→ DIRECTION A: Locate and copy every line in the rows below that holds the word "window". Case counts.

→ TEXT SHOWN:
┌──
The Saga of Gösta Berling () is a 1924 Swedish romantic drama film directed by Mauritz Stiller and released by AB Svensk FAB Svensk Filmindustri, starring Lars Hanson, Gerda Lundequist and Greta Garbo in her domestic film breakthrough. It is based on Swedish Nobel Prize-winning author Selma Lagerlöf's 1891 debut novel Gösta Berlings saga. The film is also known as Gösta Berling's Saga, The Story of Gösta Berling and The Atonement of Gösta Berling.

Plot
The story follows several major characters, including Gosta Berling himself and others, especially women, whose lives touch him and that he touches. The film includes several flashbacks and crosscuts to other scenes giving additional information about those characters..

An opening intertitle extols the beauty of Varmland and the (fictional) estate of "Ekeby."  A century earlier, the estate was home to a company of twelve "Cavaliers," former soldiers who spend their time idly and often drunkenly as guests of Margaretha Samzelius, wife of a former army major and referred to as the "Majoress."  On Christmas Eve, Gosta Berling, a defrocked Lutheran minister, leads evening revels and tricks the company with an appearance of a "devil," played by Sintram, a household servant.

Events later that evening lead to a flashback when Berling was still a minister but on the verge of being removed from his parish by the presiding bishop because of his habitual drunkenness.  Berling gives such a moving sermon, though, that the parishioners and bishop are ready to forgive him until he begins to denounce their hypocrisy.  Driven into exile, he becomes tutor to Ebba Dohna, stepdaughter of the mistress of Borg, an estate near Ekeby.  The mother hopes to have Ebba marry Berling so that she will be disinherited for marrying a commoner, allowing the mother's natural son, Hendrik, to become heir to the estate.

At that time, Hendrik returns from a trip to Italy with his new wife, Elizabeth.  At dinner that night, Berling's past is exposed, devastating Ebba, who is in love with him, but rousing the sympathy of Elizabeth.  Berling leaves Borg and is found half-frozen by Margaretha who brings him to Ekeby and makes him one of the Cavaliers.  Berling eventually learns of Ebba's death, apparently from grief, and Margaretha tells him of how she had left home under the curse of her mother because of her own love for a man.
└──
→ INFORMATION PROVIDED:
┌──
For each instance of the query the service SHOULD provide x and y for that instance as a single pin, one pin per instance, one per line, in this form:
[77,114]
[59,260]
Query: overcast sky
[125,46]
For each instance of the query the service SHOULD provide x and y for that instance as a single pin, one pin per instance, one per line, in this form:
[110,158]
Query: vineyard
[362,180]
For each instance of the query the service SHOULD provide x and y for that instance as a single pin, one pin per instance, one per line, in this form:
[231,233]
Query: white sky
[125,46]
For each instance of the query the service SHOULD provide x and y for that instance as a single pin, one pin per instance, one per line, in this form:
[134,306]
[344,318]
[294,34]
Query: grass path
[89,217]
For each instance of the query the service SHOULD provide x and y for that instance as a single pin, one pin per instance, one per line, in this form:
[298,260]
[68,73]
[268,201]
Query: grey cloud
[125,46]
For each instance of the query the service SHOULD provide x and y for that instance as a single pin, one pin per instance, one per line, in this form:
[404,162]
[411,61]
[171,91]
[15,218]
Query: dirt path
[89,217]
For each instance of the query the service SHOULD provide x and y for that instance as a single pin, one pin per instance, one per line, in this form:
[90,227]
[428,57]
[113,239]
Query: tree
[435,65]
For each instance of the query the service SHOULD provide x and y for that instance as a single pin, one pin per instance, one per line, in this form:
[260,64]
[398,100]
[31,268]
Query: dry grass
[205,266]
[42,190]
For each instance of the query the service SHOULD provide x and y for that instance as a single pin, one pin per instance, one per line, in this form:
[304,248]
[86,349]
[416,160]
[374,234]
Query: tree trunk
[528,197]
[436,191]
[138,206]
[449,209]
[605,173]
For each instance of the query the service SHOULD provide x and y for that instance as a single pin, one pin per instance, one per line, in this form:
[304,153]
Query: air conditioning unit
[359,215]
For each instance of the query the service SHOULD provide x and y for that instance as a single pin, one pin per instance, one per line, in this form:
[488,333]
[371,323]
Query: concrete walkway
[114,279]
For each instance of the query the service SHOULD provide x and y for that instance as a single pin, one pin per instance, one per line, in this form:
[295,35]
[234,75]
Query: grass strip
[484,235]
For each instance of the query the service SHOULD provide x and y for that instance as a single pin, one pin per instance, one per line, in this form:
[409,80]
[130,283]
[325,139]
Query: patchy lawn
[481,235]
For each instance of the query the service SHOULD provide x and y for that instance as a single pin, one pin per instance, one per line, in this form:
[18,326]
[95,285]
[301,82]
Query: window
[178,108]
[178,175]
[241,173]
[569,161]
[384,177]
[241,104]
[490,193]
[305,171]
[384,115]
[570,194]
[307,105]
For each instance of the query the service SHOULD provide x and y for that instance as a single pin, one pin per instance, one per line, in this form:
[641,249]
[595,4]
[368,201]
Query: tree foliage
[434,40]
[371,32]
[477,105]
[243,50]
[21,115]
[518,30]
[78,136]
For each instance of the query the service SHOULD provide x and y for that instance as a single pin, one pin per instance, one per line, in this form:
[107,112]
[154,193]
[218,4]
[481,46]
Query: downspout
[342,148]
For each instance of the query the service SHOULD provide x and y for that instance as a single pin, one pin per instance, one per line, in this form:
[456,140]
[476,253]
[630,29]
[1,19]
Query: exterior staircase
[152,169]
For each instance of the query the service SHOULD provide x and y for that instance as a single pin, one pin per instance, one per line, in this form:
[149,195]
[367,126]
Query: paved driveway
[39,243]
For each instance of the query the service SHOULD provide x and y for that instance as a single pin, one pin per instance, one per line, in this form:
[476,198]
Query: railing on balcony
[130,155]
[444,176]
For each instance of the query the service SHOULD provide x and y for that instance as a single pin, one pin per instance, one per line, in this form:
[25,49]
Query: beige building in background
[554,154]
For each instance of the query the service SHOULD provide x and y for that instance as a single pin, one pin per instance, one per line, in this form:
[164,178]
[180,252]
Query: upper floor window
└──
→ DIRECTION B: Give the film article above again, everything from "The Saga of" down to "of Gösta Berling.", with "Greta Garbo" renamed to "Garbo".

→ EXPECTED ANSWER A:
Query: window
Query: upper floor window

→ EXPECTED ANSWER B:
The Saga of Gösta Berling () is a 1924 Swedish romantic drama film directed by Mauritz Stiller and released by AB Svensk FAB Svensk Filmindustri, starring Lars Hanson, Gerda Lundequist and Garbo in her domestic film breakthrough. It is based on Swedish Nobel Prize-winning author Selma Lagerlöf's 1891 debut novel Gösta Berlings saga. The film is also known as Gösta Berling's Saga, The Story of Gösta Berling and The Atonement of Gösta Berling.